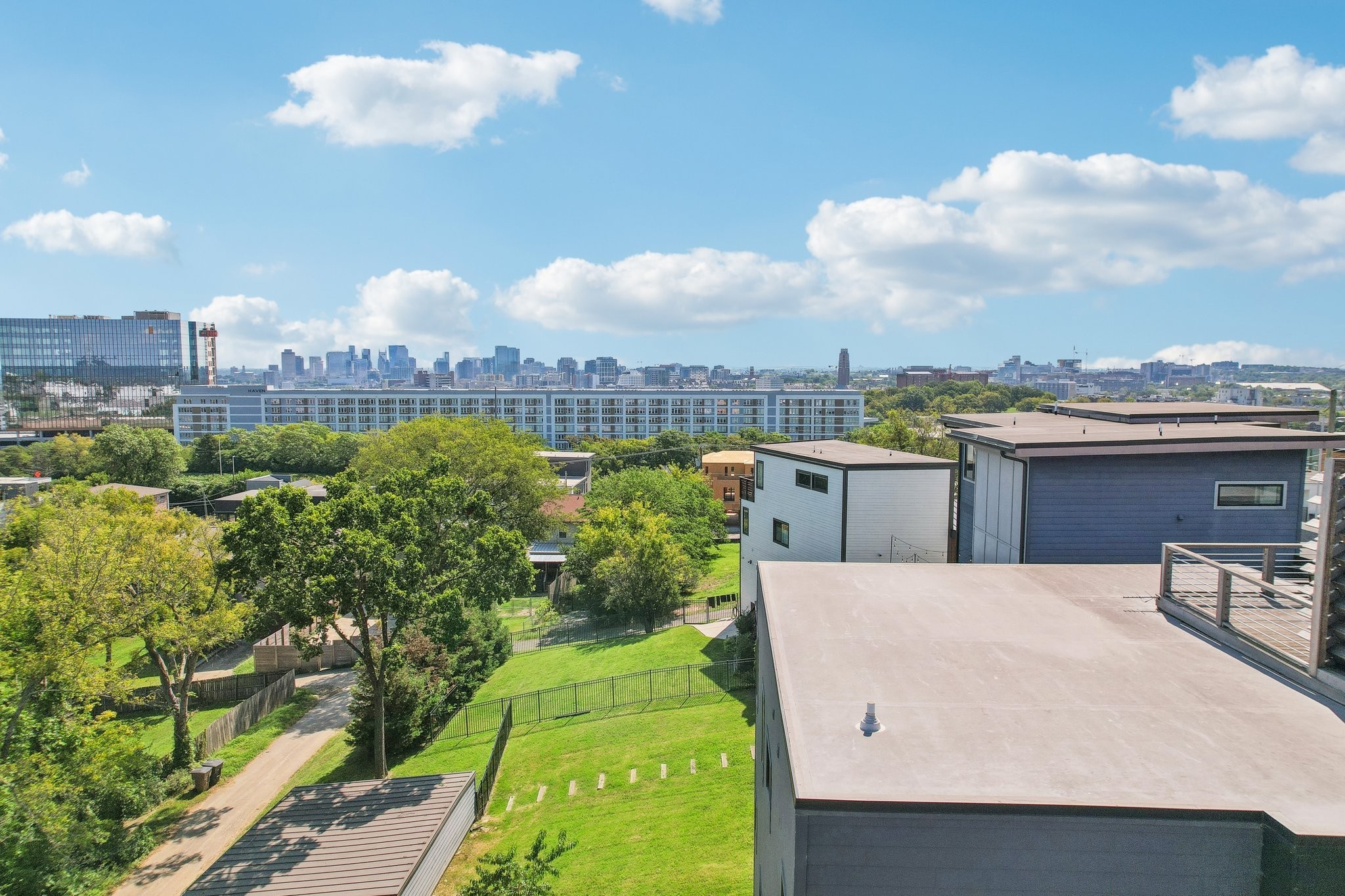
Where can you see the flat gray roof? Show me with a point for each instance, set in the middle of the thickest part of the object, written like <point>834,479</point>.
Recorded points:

---

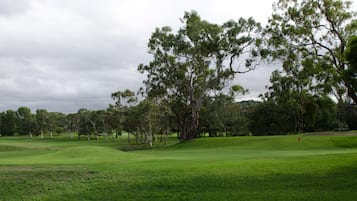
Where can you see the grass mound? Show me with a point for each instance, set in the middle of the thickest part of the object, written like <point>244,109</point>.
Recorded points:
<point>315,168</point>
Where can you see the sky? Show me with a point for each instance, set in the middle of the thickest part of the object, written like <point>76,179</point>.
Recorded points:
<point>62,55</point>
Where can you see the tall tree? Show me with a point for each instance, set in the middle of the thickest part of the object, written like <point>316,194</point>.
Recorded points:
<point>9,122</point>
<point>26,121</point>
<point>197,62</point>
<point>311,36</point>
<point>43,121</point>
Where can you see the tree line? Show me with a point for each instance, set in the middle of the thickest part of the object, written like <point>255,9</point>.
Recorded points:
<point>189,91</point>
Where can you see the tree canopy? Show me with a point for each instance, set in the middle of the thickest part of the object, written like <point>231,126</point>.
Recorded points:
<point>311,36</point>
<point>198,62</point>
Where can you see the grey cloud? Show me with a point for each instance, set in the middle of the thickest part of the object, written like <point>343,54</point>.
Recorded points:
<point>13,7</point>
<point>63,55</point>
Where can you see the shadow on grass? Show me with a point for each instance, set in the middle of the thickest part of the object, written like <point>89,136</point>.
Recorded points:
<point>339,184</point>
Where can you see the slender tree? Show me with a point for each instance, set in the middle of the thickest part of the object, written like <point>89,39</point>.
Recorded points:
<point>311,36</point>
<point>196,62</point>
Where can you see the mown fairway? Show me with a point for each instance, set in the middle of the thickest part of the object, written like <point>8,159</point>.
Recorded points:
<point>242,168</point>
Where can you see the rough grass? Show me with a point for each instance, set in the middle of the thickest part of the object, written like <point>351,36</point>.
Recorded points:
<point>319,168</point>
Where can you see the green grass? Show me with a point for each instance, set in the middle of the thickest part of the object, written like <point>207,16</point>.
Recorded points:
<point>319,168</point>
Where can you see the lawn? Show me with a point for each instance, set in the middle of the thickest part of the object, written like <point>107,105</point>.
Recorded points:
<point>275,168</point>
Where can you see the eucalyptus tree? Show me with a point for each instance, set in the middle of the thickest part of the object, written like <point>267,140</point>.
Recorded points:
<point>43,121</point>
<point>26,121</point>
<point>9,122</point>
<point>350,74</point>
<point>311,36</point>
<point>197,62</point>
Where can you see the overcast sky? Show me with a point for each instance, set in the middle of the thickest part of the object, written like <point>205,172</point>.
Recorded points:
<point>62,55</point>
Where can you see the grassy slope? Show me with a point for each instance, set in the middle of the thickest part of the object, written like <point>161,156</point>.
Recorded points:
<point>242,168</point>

TASK:
Can you rename "slender tree" to "thin tree" in the data, giving back only the lines from the one containing "Where can you see the shadow" down to the one containing "<point>196,62</point>", with everything else unchanged?

OUTPUT:
Where can you see the shadow on grass? Show me with a point for each instance, set in the middle of the thickest part of the object, written like <point>89,136</point>.
Recorded points:
<point>339,184</point>
Where can you see the thin tree? Show me with a point for each instance, set in the middle of the thickest part of the object, written like <point>89,39</point>.
Recorded points:
<point>311,36</point>
<point>196,62</point>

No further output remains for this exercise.